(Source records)
• • • • • • •

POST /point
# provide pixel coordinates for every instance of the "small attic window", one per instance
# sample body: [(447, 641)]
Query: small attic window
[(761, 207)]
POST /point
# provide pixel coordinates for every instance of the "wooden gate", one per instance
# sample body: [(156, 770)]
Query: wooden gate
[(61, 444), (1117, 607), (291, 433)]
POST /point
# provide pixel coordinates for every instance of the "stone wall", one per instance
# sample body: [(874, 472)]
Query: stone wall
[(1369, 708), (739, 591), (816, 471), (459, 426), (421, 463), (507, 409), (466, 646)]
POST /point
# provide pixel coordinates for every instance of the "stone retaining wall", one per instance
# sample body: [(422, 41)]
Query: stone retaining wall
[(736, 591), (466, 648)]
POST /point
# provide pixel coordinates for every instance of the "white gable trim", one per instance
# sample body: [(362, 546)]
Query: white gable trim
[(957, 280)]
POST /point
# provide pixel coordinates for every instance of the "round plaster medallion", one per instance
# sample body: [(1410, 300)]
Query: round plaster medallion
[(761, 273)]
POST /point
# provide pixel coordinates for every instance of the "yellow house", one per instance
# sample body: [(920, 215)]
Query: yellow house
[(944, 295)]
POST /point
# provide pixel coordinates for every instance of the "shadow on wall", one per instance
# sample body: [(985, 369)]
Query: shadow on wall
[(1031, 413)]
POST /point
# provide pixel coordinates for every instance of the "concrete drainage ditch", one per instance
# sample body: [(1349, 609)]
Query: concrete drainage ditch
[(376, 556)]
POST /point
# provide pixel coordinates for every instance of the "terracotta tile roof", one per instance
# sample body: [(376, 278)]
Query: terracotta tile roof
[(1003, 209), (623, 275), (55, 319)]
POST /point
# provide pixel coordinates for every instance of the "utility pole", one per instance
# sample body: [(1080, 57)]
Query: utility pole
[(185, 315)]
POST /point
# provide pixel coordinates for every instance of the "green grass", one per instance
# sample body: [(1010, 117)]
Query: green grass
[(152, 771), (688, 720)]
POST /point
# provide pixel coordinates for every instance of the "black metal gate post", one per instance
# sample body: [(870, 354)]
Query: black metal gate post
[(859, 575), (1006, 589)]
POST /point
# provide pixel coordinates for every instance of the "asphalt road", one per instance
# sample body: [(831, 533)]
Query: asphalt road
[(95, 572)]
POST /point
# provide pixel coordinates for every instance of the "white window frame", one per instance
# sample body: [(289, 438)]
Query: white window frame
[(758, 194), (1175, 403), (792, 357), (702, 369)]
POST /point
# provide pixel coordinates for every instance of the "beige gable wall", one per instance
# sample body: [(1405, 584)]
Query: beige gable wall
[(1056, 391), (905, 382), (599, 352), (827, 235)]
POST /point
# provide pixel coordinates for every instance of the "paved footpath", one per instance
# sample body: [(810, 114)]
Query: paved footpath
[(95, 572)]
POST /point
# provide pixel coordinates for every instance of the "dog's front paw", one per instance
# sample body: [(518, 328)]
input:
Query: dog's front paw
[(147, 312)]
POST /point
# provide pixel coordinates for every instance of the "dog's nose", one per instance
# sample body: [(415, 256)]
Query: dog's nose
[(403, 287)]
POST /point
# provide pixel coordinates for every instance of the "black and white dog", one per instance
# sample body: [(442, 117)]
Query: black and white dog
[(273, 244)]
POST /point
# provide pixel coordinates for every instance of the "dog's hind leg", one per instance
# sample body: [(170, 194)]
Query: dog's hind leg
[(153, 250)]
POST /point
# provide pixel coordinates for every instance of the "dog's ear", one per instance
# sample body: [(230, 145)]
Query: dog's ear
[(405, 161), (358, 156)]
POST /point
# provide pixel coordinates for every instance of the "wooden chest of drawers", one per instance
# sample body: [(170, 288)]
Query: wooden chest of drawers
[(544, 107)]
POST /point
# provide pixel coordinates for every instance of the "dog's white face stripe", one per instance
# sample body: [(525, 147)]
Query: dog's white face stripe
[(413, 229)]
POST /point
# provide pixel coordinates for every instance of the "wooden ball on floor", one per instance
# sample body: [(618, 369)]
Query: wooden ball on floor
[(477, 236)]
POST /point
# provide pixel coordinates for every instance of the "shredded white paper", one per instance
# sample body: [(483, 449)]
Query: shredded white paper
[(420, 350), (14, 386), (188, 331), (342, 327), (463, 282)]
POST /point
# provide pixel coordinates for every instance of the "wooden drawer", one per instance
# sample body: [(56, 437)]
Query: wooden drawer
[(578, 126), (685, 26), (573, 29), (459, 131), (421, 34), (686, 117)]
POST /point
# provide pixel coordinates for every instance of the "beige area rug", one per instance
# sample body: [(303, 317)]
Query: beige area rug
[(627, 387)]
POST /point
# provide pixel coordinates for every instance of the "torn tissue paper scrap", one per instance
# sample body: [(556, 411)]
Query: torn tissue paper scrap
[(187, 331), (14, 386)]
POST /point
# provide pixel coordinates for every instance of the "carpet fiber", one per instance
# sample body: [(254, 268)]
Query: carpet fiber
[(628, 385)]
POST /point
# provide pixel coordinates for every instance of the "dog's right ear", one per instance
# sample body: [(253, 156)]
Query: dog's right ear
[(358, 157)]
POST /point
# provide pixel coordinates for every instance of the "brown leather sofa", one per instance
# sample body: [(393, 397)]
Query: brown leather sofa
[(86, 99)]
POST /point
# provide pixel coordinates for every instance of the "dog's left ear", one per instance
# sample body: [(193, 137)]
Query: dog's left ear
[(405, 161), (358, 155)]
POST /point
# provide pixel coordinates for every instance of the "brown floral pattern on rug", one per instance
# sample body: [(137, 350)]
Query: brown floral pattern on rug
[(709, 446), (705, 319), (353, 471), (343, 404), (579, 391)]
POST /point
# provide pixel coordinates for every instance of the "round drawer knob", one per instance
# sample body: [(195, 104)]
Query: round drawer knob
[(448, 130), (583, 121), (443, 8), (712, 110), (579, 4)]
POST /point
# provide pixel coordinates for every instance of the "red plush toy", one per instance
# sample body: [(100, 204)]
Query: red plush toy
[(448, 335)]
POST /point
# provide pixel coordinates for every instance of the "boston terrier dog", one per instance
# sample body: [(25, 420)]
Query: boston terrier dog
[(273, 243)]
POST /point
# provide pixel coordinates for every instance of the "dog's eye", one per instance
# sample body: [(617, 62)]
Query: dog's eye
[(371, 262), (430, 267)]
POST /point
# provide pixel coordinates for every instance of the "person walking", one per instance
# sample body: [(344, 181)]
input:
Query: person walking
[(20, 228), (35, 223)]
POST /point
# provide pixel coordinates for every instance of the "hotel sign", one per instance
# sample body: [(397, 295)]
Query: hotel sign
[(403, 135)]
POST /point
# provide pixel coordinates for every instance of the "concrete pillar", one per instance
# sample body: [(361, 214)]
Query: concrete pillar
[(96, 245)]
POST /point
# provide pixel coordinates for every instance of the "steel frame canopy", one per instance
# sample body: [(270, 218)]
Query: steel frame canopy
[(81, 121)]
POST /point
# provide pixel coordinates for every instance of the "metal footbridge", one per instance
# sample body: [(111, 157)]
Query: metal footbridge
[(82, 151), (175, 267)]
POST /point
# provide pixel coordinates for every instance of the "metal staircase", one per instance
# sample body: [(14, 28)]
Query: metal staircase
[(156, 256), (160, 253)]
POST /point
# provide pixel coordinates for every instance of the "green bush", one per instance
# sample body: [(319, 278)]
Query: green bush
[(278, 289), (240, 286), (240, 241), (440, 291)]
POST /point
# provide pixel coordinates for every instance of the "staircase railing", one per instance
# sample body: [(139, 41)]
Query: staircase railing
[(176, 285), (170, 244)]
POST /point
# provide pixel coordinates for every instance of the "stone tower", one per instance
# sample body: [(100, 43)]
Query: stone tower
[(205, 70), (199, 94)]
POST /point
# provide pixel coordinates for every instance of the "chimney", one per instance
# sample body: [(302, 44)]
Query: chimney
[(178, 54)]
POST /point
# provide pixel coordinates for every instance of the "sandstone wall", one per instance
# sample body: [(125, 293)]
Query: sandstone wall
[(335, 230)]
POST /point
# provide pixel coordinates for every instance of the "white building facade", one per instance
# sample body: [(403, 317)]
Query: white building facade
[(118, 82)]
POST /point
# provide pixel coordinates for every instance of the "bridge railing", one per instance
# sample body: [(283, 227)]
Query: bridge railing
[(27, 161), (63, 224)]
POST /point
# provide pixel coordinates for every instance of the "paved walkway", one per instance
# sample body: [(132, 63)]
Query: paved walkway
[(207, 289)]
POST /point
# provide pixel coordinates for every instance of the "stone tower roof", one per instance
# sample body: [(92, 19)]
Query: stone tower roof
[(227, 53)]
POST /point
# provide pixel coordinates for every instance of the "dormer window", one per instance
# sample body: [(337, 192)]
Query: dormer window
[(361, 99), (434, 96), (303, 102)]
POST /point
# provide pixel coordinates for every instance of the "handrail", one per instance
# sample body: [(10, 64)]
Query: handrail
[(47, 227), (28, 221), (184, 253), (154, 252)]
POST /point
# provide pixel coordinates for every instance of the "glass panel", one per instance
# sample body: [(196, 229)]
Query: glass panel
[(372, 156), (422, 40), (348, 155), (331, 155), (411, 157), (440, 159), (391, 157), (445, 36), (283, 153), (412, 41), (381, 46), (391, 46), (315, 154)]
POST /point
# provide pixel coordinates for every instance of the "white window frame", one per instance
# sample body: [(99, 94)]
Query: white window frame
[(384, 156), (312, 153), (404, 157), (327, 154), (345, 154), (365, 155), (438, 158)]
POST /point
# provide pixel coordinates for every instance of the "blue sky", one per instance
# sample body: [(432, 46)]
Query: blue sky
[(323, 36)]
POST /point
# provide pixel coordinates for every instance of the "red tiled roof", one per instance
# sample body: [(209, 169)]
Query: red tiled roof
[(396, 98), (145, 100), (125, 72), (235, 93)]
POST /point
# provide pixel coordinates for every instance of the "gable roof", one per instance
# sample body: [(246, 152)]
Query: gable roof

• • • • • • •

** What the task requires **
Select each line above that contains the word "plaster", and copy those lines.

** Exercise result **
# provide pixel coordinates for every instance of the "round plaster medallion", one per instance
Query: round plaster medallion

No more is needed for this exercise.